Give back the line below containing "89L251 99L264 101L270" and every later line, exactly.

## Stored records
□ □ □

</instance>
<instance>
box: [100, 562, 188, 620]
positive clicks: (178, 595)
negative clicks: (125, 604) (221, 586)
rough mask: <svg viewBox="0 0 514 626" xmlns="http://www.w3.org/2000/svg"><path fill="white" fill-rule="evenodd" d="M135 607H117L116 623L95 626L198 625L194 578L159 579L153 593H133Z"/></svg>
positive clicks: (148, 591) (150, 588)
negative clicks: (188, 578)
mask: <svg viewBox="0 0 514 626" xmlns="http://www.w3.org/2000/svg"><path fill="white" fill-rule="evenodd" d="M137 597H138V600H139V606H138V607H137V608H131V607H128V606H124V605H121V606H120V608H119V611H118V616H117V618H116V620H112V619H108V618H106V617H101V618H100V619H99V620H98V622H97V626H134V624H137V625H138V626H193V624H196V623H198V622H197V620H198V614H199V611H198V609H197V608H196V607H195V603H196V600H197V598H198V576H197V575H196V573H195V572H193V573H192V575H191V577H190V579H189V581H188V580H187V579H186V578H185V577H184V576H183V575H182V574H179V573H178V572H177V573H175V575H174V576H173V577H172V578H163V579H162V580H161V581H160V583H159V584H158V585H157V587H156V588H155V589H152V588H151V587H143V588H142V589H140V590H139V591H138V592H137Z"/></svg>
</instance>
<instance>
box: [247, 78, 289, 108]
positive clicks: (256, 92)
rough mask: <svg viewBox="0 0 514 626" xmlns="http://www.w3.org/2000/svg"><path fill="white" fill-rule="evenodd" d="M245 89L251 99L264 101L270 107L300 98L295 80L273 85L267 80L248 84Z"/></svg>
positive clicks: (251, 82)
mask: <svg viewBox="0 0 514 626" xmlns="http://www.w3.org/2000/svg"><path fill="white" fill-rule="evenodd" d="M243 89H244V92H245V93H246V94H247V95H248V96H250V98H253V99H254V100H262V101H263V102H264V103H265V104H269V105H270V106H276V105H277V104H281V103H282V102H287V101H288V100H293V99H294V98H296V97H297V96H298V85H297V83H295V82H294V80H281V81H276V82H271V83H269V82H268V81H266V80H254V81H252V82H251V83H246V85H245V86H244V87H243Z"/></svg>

□ □ □

## Task response
rough mask: <svg viewBox="0 0 514 626" xmlns="http://www.w3.org/2000/svg"><path fill="white" fill-rule="evenodd" d="M245 89L251 99L264 101L270 107L300 98L295 80L273 85L267 80L248 84Z"/></svg>
positive clicks: (251, 82)
mask: <svg viewBox="0 0 514 626" xmlns="http://www.w3.org/2000/svg"><path fill="white" fill-rule="evenodd" d="M243 89H244V92H245V93H246V94H247V95H248V96H250V98H253V99H254V100H262V101H263V102H264V103H265V104H269V105H270V106H276V105H277V104H281V103H282V102H287V101H288V100H293V99H294V98H296V97H297V96H298V85H297V83H295V82H294V80H281V81H276V82H271V83H269V82H268V81H266V80H254V81H252V82H251V83H246V85H245V86H244V87H243Z"/></svg>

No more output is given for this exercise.